Stored data entries

● ● ● ● ●

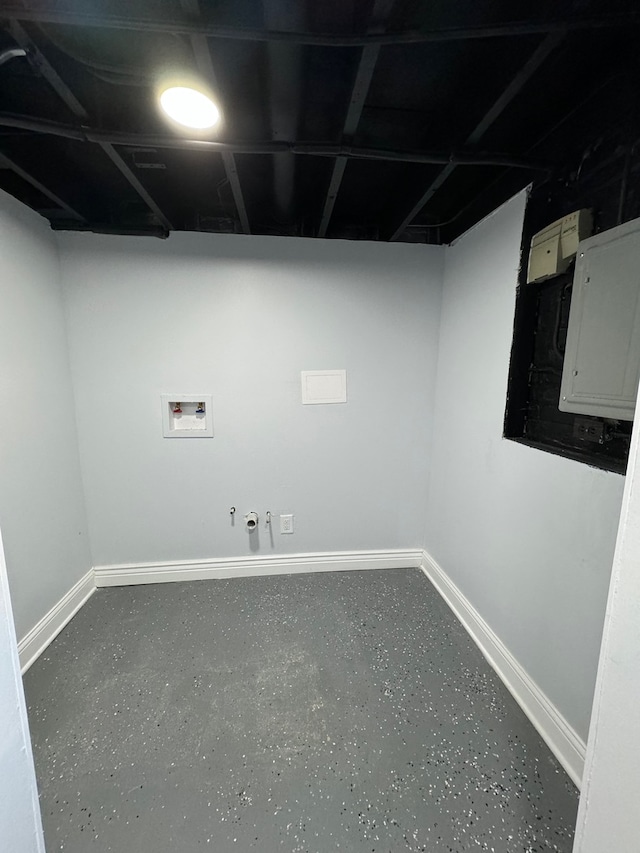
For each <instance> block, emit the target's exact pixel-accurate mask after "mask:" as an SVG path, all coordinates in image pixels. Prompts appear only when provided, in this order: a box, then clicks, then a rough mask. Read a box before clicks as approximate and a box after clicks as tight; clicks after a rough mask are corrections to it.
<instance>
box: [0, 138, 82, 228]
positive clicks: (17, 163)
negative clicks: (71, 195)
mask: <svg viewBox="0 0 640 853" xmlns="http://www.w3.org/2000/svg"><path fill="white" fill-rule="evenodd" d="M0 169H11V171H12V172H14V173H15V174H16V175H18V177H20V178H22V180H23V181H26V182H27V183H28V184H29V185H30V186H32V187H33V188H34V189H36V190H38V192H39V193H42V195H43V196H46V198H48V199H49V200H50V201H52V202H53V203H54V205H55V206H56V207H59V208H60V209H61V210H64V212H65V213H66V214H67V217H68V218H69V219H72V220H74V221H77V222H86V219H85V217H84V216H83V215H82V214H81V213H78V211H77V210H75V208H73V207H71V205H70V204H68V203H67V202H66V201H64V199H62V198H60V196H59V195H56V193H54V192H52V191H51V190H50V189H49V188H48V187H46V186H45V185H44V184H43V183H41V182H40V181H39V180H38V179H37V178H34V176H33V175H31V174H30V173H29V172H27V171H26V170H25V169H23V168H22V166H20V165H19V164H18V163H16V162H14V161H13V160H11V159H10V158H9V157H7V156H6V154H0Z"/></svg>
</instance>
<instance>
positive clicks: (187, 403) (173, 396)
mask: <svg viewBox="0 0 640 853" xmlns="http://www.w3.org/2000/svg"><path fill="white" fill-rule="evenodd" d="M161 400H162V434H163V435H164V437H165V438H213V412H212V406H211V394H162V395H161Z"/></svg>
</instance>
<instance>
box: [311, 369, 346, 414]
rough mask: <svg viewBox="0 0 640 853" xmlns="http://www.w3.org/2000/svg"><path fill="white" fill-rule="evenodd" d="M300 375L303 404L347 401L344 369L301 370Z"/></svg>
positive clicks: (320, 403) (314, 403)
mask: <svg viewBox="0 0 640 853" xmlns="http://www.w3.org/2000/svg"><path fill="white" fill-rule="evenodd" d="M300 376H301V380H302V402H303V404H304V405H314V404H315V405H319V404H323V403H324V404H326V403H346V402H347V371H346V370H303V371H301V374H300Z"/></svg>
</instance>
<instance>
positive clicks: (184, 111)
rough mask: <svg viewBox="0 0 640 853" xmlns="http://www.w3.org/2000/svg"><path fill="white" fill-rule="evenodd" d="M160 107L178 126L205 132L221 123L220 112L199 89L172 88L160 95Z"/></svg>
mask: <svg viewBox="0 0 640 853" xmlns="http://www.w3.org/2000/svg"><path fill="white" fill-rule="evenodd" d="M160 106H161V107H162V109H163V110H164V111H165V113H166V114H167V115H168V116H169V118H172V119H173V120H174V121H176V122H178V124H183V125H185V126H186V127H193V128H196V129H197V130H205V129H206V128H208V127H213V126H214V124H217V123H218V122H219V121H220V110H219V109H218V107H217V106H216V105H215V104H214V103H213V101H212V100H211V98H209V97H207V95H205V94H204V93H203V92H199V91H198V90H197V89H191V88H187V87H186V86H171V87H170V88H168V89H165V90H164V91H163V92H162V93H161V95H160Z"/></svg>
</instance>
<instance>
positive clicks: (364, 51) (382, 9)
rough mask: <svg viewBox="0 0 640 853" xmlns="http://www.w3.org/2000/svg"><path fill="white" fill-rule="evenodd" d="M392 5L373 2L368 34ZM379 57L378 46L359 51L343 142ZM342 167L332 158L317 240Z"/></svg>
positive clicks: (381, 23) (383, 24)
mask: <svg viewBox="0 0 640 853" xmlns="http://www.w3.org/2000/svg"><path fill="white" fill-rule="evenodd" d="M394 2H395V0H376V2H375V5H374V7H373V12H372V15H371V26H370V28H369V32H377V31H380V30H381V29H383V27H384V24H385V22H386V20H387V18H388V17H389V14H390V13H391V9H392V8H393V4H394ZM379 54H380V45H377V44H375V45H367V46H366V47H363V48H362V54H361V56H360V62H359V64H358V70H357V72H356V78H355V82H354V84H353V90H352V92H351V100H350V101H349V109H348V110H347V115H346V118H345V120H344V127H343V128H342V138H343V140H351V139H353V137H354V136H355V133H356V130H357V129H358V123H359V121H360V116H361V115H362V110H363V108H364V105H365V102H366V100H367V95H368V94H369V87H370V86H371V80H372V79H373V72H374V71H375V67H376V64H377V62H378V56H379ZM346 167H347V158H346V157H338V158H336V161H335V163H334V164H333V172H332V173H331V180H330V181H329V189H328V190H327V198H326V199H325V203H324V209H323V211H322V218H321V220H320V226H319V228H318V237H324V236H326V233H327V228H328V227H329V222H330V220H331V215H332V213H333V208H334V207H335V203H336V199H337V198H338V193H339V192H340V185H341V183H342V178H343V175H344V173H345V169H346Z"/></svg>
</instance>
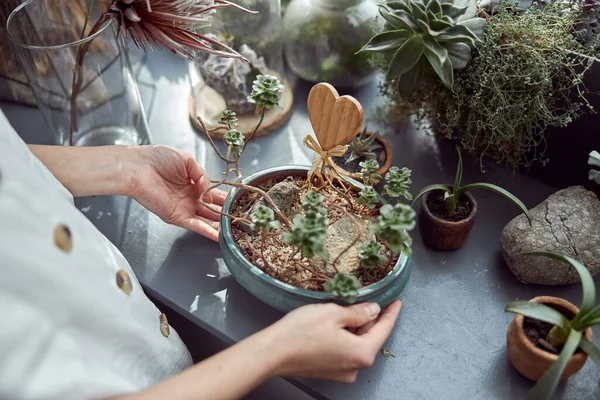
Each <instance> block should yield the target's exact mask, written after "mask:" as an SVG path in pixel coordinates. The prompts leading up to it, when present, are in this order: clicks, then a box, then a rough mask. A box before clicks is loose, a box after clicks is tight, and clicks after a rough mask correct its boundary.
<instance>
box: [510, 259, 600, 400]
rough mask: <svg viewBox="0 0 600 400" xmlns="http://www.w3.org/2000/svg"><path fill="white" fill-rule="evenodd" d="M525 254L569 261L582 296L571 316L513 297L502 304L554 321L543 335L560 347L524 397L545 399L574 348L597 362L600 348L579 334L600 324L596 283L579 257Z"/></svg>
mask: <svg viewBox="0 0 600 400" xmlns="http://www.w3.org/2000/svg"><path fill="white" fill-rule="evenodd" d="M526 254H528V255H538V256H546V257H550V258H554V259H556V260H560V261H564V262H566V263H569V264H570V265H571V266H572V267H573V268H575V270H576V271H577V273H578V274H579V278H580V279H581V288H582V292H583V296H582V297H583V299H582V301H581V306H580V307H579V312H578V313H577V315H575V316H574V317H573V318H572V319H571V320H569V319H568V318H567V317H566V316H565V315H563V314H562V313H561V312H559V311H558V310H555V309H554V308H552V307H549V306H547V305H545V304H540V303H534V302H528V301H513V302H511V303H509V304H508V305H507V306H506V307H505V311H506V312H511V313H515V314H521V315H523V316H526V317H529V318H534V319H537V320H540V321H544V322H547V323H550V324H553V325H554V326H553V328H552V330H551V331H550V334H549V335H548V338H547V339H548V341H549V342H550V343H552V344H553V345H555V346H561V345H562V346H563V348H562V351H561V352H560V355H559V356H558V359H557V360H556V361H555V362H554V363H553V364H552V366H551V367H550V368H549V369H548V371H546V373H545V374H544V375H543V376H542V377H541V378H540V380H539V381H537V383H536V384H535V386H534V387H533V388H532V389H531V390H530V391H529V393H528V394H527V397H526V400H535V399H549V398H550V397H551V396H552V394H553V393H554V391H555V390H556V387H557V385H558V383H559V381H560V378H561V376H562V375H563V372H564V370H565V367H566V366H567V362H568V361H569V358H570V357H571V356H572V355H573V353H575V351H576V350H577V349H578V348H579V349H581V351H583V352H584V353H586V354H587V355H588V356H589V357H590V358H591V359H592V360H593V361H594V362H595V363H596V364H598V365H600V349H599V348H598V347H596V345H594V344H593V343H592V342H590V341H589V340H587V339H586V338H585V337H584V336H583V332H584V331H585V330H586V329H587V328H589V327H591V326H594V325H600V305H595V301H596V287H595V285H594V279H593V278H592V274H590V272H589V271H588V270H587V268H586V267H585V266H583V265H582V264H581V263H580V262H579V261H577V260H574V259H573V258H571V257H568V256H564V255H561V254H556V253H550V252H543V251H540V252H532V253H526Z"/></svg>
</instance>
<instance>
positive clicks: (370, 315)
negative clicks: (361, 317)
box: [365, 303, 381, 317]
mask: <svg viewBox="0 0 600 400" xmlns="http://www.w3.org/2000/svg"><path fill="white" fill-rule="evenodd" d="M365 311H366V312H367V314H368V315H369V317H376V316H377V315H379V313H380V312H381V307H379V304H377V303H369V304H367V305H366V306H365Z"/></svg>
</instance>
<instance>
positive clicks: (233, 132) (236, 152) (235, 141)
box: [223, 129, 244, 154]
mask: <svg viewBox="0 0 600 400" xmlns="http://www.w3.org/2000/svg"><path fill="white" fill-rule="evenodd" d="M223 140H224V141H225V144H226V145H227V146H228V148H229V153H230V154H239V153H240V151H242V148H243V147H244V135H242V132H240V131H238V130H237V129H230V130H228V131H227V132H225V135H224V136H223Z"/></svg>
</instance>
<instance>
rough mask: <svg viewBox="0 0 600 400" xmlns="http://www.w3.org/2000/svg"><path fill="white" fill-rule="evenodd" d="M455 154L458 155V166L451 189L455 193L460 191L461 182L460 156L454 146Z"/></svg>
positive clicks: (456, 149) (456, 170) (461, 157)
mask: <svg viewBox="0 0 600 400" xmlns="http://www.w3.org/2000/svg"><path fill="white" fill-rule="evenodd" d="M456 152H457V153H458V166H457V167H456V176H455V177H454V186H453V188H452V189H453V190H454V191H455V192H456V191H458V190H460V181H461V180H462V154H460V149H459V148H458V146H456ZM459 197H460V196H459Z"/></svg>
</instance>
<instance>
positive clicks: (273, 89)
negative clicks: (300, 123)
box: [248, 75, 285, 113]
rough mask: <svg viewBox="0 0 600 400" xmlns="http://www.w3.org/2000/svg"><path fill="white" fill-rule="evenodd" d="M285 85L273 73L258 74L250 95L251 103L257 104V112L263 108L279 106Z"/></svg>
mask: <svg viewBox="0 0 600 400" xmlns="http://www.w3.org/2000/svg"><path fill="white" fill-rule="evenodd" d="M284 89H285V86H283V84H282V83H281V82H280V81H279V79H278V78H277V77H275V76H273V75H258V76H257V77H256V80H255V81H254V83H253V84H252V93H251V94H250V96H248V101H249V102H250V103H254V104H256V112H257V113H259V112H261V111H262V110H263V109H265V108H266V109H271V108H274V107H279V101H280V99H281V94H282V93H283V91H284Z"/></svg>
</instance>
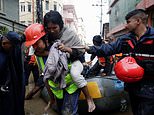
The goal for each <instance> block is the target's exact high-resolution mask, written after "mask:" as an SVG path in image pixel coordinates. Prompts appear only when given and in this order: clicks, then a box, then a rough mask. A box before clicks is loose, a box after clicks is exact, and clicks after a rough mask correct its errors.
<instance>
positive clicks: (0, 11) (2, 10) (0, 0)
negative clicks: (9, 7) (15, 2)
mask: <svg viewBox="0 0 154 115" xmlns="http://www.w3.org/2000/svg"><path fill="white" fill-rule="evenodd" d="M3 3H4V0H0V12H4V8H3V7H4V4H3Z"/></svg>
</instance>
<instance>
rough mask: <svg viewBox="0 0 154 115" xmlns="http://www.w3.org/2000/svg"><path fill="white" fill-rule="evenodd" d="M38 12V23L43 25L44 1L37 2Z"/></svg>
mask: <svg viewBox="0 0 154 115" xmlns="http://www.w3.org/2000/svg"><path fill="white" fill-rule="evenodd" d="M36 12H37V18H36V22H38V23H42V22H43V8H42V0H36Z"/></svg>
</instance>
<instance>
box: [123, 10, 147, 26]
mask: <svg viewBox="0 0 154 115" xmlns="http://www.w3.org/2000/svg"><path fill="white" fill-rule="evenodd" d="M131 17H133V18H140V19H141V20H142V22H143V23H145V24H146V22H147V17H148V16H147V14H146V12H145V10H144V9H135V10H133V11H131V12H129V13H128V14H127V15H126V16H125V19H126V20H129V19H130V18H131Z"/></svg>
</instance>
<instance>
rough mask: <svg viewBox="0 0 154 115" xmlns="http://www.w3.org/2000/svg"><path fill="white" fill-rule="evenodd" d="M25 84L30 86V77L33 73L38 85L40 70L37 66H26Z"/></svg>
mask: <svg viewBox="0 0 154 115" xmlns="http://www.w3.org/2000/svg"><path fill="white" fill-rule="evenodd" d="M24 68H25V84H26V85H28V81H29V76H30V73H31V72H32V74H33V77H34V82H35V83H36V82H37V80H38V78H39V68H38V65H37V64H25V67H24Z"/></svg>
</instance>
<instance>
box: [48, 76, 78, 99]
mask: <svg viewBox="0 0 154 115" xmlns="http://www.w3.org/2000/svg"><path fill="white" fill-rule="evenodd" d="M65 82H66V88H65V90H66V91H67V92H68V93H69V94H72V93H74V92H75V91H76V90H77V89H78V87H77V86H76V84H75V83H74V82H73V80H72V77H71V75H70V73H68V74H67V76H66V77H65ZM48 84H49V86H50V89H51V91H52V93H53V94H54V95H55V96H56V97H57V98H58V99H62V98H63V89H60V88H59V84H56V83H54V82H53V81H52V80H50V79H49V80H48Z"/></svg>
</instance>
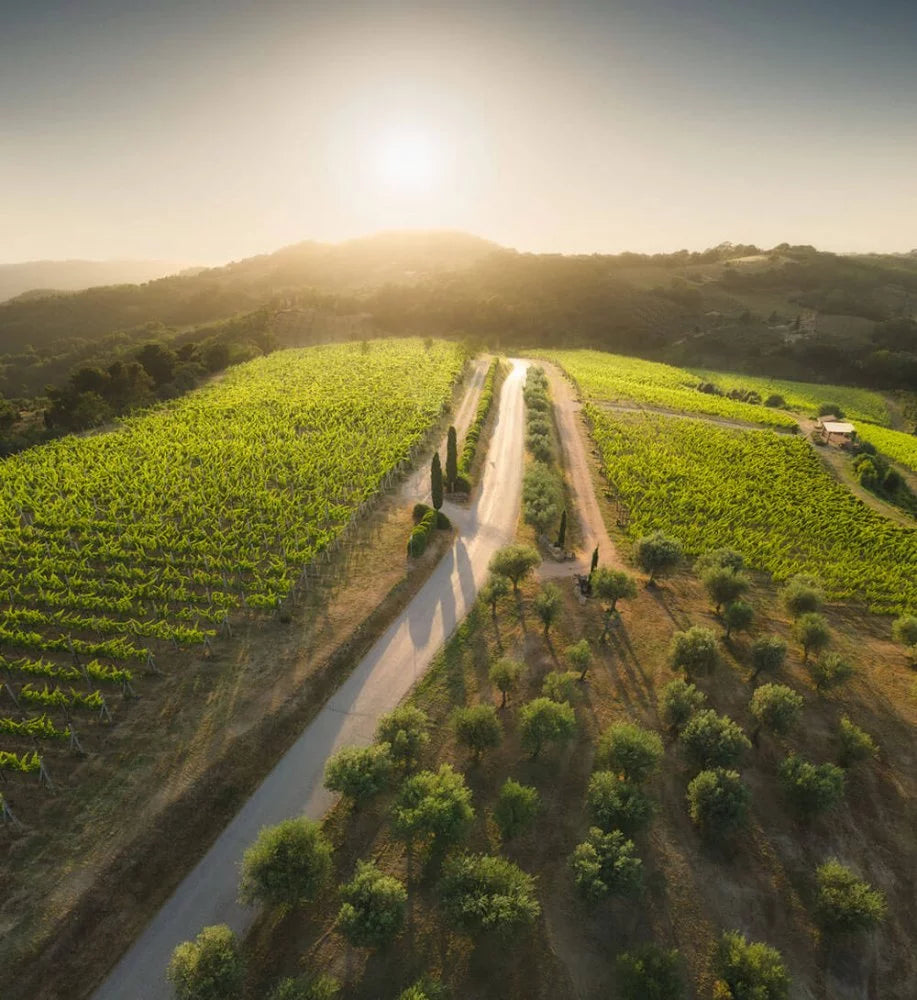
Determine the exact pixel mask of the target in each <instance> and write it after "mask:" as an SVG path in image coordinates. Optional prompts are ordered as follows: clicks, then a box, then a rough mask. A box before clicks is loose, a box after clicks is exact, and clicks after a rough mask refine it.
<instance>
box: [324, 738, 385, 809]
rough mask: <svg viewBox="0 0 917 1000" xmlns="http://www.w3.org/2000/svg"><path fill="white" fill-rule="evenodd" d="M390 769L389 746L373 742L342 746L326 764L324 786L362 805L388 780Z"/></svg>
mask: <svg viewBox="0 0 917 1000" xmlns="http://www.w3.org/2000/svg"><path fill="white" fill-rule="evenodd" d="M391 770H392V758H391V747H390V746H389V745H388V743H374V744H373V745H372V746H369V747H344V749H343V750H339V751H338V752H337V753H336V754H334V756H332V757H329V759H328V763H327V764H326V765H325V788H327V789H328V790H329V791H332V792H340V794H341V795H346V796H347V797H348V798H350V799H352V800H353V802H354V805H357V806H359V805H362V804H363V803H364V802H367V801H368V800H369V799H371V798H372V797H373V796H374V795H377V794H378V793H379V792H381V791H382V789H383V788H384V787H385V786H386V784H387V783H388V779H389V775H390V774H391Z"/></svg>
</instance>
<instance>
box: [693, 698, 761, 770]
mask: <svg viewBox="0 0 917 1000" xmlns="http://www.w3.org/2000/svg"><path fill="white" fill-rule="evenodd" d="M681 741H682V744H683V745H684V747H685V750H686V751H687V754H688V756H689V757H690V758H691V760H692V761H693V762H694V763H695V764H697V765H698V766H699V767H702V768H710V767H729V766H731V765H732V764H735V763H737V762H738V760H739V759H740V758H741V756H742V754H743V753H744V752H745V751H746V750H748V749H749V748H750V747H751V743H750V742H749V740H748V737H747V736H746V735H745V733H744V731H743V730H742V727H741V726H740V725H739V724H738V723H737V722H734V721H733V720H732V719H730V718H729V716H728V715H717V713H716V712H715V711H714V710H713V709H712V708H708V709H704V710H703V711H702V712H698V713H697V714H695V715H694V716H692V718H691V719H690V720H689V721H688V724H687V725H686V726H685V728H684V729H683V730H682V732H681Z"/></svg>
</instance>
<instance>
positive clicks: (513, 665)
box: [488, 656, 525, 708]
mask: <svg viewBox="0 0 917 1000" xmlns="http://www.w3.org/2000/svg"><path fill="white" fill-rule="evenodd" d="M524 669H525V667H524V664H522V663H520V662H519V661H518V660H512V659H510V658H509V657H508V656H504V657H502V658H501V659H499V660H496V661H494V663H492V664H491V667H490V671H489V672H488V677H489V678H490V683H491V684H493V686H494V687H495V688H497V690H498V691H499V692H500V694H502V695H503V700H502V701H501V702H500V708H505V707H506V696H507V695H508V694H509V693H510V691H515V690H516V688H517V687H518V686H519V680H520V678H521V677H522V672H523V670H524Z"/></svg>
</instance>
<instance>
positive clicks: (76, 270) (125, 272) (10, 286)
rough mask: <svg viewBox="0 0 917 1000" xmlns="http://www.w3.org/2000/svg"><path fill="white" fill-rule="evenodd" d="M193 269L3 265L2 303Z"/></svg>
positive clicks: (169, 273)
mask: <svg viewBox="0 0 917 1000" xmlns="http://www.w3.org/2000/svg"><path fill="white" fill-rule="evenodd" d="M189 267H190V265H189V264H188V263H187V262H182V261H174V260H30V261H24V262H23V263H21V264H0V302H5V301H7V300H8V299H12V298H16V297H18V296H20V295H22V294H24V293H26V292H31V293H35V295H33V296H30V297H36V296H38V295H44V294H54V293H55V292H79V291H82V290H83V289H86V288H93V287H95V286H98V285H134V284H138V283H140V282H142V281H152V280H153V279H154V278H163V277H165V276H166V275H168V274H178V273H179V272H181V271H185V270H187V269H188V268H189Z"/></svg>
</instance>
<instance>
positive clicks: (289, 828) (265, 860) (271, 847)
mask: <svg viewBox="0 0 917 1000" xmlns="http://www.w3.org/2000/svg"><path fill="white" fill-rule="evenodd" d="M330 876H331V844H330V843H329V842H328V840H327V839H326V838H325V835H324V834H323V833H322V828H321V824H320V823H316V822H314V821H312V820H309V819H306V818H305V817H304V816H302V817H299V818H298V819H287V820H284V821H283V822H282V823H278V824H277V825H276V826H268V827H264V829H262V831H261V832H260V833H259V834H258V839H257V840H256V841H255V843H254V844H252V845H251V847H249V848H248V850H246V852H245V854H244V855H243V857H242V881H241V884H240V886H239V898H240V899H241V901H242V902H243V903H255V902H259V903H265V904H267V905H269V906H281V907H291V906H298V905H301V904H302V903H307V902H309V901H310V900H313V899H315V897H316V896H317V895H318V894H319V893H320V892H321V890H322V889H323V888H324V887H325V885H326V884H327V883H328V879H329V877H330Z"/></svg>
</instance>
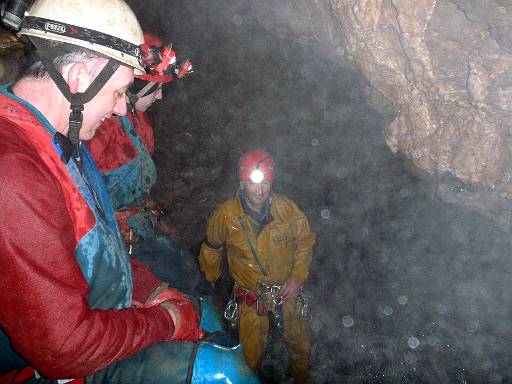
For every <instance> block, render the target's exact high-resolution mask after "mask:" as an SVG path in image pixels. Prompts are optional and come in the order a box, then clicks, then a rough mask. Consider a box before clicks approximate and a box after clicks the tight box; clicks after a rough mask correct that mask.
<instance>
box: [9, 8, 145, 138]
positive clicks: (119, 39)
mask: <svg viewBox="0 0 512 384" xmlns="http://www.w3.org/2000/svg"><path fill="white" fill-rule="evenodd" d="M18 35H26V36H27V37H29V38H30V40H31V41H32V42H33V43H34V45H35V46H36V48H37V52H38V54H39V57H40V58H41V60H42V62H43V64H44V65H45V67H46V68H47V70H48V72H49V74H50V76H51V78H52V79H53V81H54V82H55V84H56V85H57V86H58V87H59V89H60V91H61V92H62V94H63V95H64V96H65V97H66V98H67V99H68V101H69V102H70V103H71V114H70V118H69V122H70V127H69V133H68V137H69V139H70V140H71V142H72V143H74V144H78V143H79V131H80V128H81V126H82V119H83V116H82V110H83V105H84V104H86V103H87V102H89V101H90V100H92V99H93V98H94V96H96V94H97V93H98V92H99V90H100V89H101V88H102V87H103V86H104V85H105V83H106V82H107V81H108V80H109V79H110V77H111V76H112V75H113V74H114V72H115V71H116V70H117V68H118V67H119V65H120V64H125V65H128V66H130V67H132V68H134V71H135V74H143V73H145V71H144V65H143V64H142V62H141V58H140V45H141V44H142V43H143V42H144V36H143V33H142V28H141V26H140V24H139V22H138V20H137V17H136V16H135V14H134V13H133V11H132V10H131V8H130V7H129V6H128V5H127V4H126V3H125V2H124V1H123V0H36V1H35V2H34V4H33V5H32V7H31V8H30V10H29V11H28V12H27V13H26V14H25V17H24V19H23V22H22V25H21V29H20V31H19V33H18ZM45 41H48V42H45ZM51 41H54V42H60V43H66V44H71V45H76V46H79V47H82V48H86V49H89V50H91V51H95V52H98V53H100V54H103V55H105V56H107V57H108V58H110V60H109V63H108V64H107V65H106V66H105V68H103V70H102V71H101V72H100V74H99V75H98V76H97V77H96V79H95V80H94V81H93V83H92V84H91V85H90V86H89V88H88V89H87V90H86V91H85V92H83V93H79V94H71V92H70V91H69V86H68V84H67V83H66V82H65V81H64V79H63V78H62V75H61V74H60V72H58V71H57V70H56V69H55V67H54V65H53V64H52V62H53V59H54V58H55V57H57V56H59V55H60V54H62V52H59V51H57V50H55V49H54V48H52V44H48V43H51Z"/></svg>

● ● ● ● ●

__Activity__: If a line in the records contains the string "loose", copy it out.

__Answer to this task__:
Each <instance> block should yield the target's exact mask, written after "mask:" as an SVG path in pixel coordinates. The prompts leading up to it, when present, are in this order: clicks, then a box, then a rough mask. A box before clicks is loose, a box after clicks is tight, and clicks after a rough mask correct its boundary.
The goal for each <instance> block is the target's exact high-resolution mask, written after "mask:" as an SVG path in image pixel coordinates. Prompts appear only when given and in this order: clicks, then a box, then a rough mask. A box before clicks is loose, a box after clicks is exact, and clicks after a rough mask correct its errors.
Determine the exact pixel mask of the target in each <instance> and write it after "mask:" as an SVG path in image coordinates. Optional prompts are ordered as follows: clicks, then a box, then a rough mask. A box before clicks is loose, a box after clicks is exact, and clicks after a rough mask refine it.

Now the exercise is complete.